Copy the listing from the line with "Audit instructions — the first annotator's boxes for open" through the end of the listing, replacing "Re-do the annotation" with "Redo the labeling" and keeping all other text the same.
***
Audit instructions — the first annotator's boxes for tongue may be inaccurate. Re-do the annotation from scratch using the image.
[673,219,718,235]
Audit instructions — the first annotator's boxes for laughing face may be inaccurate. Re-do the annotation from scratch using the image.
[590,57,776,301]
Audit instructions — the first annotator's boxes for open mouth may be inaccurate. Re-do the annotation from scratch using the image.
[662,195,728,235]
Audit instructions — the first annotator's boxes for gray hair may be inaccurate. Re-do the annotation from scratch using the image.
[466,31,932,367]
***
● **ANSWER FOR THIS EXERCISE**:
Audit instructions — the first annotator's boxes for open mouth may be inaccurate. Redo the labeling from scratch using the image.
[662,195,728,235]
Audit instructions — the first annotator's boxes for gray hair may be inaccurate. Redo the labeling from scratch using the image.
[466,31,932,367]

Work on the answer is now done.